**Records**

***

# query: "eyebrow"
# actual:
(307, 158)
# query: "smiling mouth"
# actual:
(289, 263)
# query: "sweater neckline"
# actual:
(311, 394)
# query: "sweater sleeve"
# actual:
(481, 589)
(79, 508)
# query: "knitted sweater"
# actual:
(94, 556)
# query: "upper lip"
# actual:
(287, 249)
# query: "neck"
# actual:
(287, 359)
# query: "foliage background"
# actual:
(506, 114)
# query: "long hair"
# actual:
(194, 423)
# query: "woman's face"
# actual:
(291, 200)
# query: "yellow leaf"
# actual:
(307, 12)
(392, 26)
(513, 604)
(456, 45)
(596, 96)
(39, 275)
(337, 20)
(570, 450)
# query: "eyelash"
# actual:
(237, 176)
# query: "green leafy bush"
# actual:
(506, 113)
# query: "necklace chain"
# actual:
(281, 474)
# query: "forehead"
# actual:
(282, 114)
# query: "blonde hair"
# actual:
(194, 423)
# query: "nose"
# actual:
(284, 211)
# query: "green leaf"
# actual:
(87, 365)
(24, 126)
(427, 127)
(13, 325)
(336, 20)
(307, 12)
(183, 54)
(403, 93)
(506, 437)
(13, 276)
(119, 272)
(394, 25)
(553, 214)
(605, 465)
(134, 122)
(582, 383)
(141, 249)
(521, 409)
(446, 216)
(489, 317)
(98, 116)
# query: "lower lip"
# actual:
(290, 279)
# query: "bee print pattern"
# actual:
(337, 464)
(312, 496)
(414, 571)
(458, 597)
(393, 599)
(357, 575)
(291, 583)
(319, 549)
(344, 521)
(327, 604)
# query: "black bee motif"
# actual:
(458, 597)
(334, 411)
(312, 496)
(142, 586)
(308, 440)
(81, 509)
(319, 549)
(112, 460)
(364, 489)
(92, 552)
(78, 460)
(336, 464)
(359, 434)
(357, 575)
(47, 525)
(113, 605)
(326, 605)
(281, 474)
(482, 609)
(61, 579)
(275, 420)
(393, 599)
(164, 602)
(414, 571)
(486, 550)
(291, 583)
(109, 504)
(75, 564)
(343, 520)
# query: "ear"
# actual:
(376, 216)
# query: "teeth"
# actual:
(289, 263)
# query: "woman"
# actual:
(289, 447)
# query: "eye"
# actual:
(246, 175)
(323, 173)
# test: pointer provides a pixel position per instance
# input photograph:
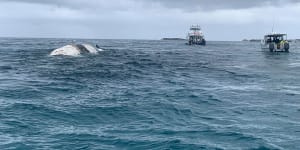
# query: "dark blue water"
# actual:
(148, 95)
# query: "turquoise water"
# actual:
(140, 94)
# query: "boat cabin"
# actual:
(275, 42)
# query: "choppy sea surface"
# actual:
(140, 94)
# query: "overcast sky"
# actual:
(148, 19)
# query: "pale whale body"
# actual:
(75, 50)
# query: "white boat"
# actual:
(195, 36)
(275, 42)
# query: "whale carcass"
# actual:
(75, 50)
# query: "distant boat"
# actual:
(195, 36)
(275, 42)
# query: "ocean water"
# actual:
(140, 94)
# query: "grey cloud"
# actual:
(186, 5)
(220, 4)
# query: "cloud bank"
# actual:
(146, 19)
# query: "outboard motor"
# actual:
(271, 47)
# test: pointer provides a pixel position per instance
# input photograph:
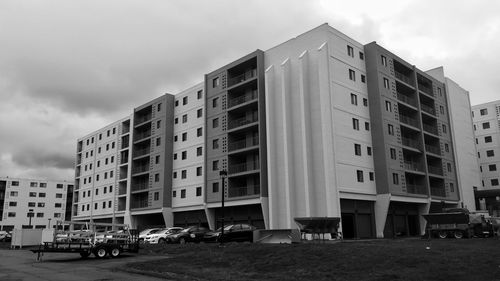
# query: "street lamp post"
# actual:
(223, 175)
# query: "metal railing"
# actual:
(242, 99)
(242, 121)
(244, 191)
(244, 167)
(243, 144)
(403, 78)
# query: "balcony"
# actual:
(243, 99)
(243, 167)
(241, 144)
(235, 123)
(244, 191)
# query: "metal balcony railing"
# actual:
(241, 144)
(242, 121)
(242, 99)
(403, 78)
(244, 191)
(243, 167)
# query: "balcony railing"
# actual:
(403, 78)
(244, 191)
(244, 167)
(410, 142)
(433, 149)
(243, 144)
(438, 191)
(243, 77)
(243, 98)
(416, 189)
(408, 120)
(406, 99)
(436, 170)
(428, 109)
(430, 129)
(242, 121)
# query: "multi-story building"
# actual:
(318, 126)
(33, 203)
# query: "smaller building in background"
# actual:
(33, 203)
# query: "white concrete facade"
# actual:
(45, 198)
(487, 131)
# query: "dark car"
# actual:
(190, 234)
(232, 233)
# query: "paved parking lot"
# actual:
(22, 265)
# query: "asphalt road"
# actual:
(22, 265)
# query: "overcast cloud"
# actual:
(68, 68)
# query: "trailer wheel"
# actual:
(115, 252)
(458, 234)
(442, 234)
(100, 252)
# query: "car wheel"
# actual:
(442, 234)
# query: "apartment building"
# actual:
(34, 203)
(318, 126)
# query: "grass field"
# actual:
(406, 259)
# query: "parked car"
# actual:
(146, 232)
(232, 233)
(190, 234)
(5, 236)
(161, 236)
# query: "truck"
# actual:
(86, 238)
(458, 223)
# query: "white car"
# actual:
(161, 236)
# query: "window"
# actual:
(354, 99)
(359, 175)
(393, 153)
(357, 149)
(350, 51)
(215, 82)
(355, 124)
(215, 187)
(352, 75)
(395, 178)
(390, 129)
(388, 106)
(383, 60)
(386, 83)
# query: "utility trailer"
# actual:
(458, 223)
(85, 238)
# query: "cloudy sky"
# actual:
(68, 68)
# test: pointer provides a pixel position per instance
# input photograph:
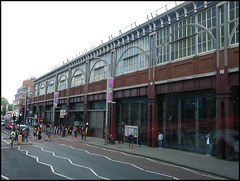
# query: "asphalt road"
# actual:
(68, 159)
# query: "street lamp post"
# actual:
(25, 111)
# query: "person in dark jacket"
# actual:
(130, 139)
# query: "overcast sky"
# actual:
(37, 36)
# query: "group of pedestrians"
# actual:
(22, 132)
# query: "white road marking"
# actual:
(52, 169)
(123, 162)
(2, 176)
(74, 163)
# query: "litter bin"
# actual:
(19, 138)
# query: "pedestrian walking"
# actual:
(120, 137)
(39, 136)
(208, 146)
(139, 139)
(82, 132)
(23, 135)
(26, 134)
(130, 139)
(75, 133)
(48, 134)
(160, 138)
(34, 133)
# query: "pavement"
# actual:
(209, 164)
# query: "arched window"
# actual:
(42, 89)
(62, 83)
(78, 79)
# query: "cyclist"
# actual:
(12, 137)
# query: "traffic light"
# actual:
(14, 116)
(20, 116)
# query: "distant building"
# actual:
(20, 97)
(177, 73)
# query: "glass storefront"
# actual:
(61, 121)
(96, 118)
(133, 112)
(186, 118)
(76, 114)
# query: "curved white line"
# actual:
(167, 164)
(52, 169)
(2, 176)
(124, 163)
(73, 163)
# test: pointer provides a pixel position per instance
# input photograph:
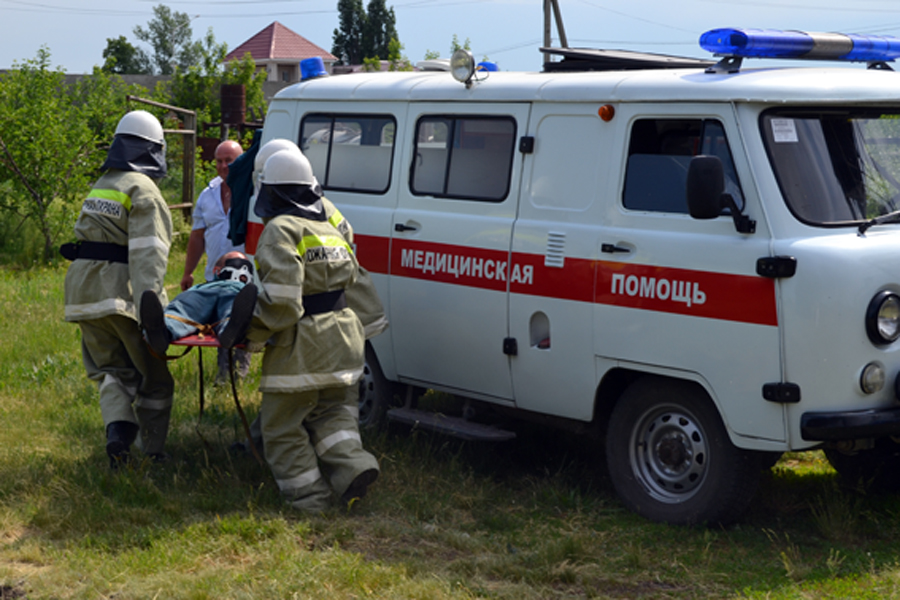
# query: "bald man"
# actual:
(209, 234)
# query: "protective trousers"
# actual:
(134, 385)
(312, 444)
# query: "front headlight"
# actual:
(872, 379)
(883, 318)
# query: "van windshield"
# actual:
(835, 166)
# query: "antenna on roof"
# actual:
(553, 6)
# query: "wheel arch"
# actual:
(616, 381)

***

Write every record out again exactly; no pictures belong in the copy.

# query: "eyebrow"
# actual:
(307, 158)
# query: "smiling mouth"
# actual:
(289, 263)
# query: "sweater neckline"
# actual:
(311, 394)
# query: "sweater sleeve"
# actual:
(481, 589)
(79, 508)
# query: "knitted sweater"
# actual:
(94, 556)
# query: "upper lip"
# actual:
(287, 249)
# query: "neck"
# actual:
(287, 359)
# query: "foliage background"
# actual:
(506, 114)
# query: "long hair"
# actual:
(194, 423)
# query: "woman's face"
# actual:
(291, 200)
# query: "yellow leaf"
# actual:
(307, 12)
(392, 26)
(513, 604)
(456, 45)
(596, 96)
(39, 275)
(337, 20)
(570, 450)
# query: "eyelash"
# actual:
(237, 176)
# query: "green leafy bush"
# actual:
(506, 113)
# query: "necklace chain"
# actual:
(281, 474)
# query: "forehead"
# actual:
(282, 114)
# query: "blonde hair"
# actual:
(194, 423)
# query: "nose"
# actual:
(284, 211)
# query: "green leaf"
# actual:
(87, 365)
(24, 126)
(427, 127)
(13, 325)
(336, 20)
(307, 12)
(183, 54)
(403, 93)
(506, 437)
(13, 276)
(119, 272)
(394, 25)
(553, 214)
(605, 465)
(134, 122)
(582, 383)
(141, 249)
(521, 409)
(446, 216)
(489, 317)
(98, 116)
# query: "lower lip"
# actual:
(290, 279)
# query: "bee print pattern"
# actual:
(337, 464)
(312, 496)
(414, 571)
(458, 597)
(393, 599)
(357, 575)
(291, 583)
(319, 549)
(344, 521)
(327, 604)
# query: "black bee motif"
# actual:
(458, 597)
(334, 411)
(312, 496)
(142, 586)
(308, 440)
(81, 509)
(319, 549)
(112, 460)
(364, 489)
(92, 552)
(78, 460)
(336, 464)
(359, 434)
(357, 575)
(47, 525)
(113, 605)
(326, 605)
(281, 474)
(482, 609)
(61, 579)
(275, 420)
(393, 599)
(164, 602)
(414, 571)
(486, 550)
(291, 583)
(109, 504)
(75, 564)
(343, 520)
# query: "ear"
# actual:
(376, 216)
# query: "teeth"
# actual:
(289, 263)
# query: "woman"
# actual:
(289, 447)
# query: "eye"
# actual:
(246, 175)
(323, 173)
# test: pointer provides a pixel position per instance
# input photograph:
# query: "dark blue water"
# actual:
(148, 95)
# query: "turquoise water"
# actual:
(140, 94)
# query: "boat cabin"
# actual:
(275, 42)
# query: "choppy sea surface"
# actual:
(140, 94)
# query: "overcast sky"
# actual:
(148, 19)
# query: "pale whale body"
# actual:
(75, 50)
# query: "white boat"
# actual:
(195, 36)
(275, 42)
# query: "whale carcass"
# actual:
(75, 50)
# query: "distant boat"
# actual:
(195, 36)
(275, 42)
# query: "ocean water"
# actual:
(140, 94)
# query: "grey cloud"
# actual:
(186, 5)
(220, 4)
# query: "cloud bank"
# actual:
(146, 19)
# query: "outboard motor"
# actual:
(271, 47)
# test: pointer provides a pixel position per instance
# input photograph:
# query: "street lamp post"
# actual:
(223, 175)
# query: "metal railing"
# actual:
(242, 99)
(242, 121)
(244, 191)
(244, 167)
(243, 144)
(403, 78)
# query: "balcony"
# actual:
(243, 99)
(243, 167)
(241, 144)
(235, 123)
(244, 191)
# query: "metal balcony railing"
# actual:
(241, 144)
(242, 121)
(242, 99)
(403, 78)
(244, 191)
(243, 167)
# query: "balcony railing"
# actual:
(403, 78)
(244, 191)
(244, 167)
(410, 142)
(433, 149)
(243, 144)
(438, 191)
(243, 77)
(243, 98)
(416, 189)
(408, 120)
(406, 99)
(436, 170)
(428, 109)
(430, 129)
(242, 121)
# query: "multi-story building"
# actual:
(318, 126)
(33, 203)
# query: "smaller building in background"
# actual:
(33, 203)
# query: "white concrete facade"
# actual:
(45, 198)
(487, 131)
# query: "dark car"
# actual:
(190, 234)
(232, 233)
# query: "paved parking lot"
# actual:
(22, 265)
# query: "asphalt road"
# actual:
(22, 265)
# query: "overcast cloud"
# actual:
(68, 68)
# query: "trailer wheel"
# actual:
(115, 252)
(458, 234)
(442, 234)
(100, 252)
# query: "car wheel"
# actual:
(442, 234)
# query: "apartment building"
# actual:
(34, 203)
(318, 126)
# query: "grass field"
# actual:
(406, 259)
# query: "parked car"
# actual:
(146, 232)
(232, 233)
(190, 234)
(5, 236)
(161, 236)
# query: "truck"
# actual:
(86, 238)
(458, 223)
# query: "white car"
# actual:
(161, 236)
# query: "window"
# actual:
(354, 99)
(359, 175)
(393, 153)
(357, 149)
(350, 51)
(215, 82)
(355, 124)
(215, 187)
(352, 75)
(395, 178)
(390, 129)
(388, 106)
(383, 60)
(386, 83)
# query: "utility trailer"
# actual:
(458, 223)
(85, 238)
# query: "cloudy sky"
# actual:
(68, 68)
# test: pointer provides a pixel position per instance
# input photograph:
# query: "asphalt road"
# actual:
(68, 159)
# query: "street lamp post"
# actual:
(25, 111)
# query: "person in dark jacket"
# actual:
(130, 139)
# query: "overcast sky"
# actual:
(37, 36)
# query: "group of pedestrians"
# actual:
(22, 132)
# query: "white road marking"
# actual:
(52, 169)
(123, 162)
(2, 176)
(74, 163)
# query: "litter bin"
# actual:
(19, 138)
# query: "pedestrian walking"
# actual:
(120, 137)
(39, 136)
(208, 146)
(139, 139)
(82, 132)
(23, 135)
(26, 134)
(130, 139)
(75, 133)
(48, 134)
(160, 138)
(34, 133)
# query: "pavement"
# actual:
(209, 164)
# query: "arched window"
# actual:
(42, 89)
(62, 83)
(78, 79)
# query: "cyclist"
# actual:
(12, 137)
# query: "traffic light"
# actual:
(14, 116)
(20, 116)
# query: "distant building"
# actual:
(20, 97)
(177, 73)
# query: "glass storefront"
# actual:
(61, 121)
(96, 118)
(133, 112)
(186, 118)
(76, 114)
# query: "curved white line"
# actual:
(167, 164)
(52, 169)
(2, 176)
(124, 163)
(73, 163)
# test: pointer provides a pixel position per instance
# input photograph:
# query: "bald man"
# actual:
(209, 234)
# query: "protective trousers"
# actual:
(134, 385)
(312, 444)
# query: "front headlight"
# actual:
(872, 379)
(883, 318)
# query: "van windshield"
# actual:
(835, 166)
# query: "antenna on roof"
# actual:
(553, 6)
# query: "wheel arch"
# actual:
(616, 381)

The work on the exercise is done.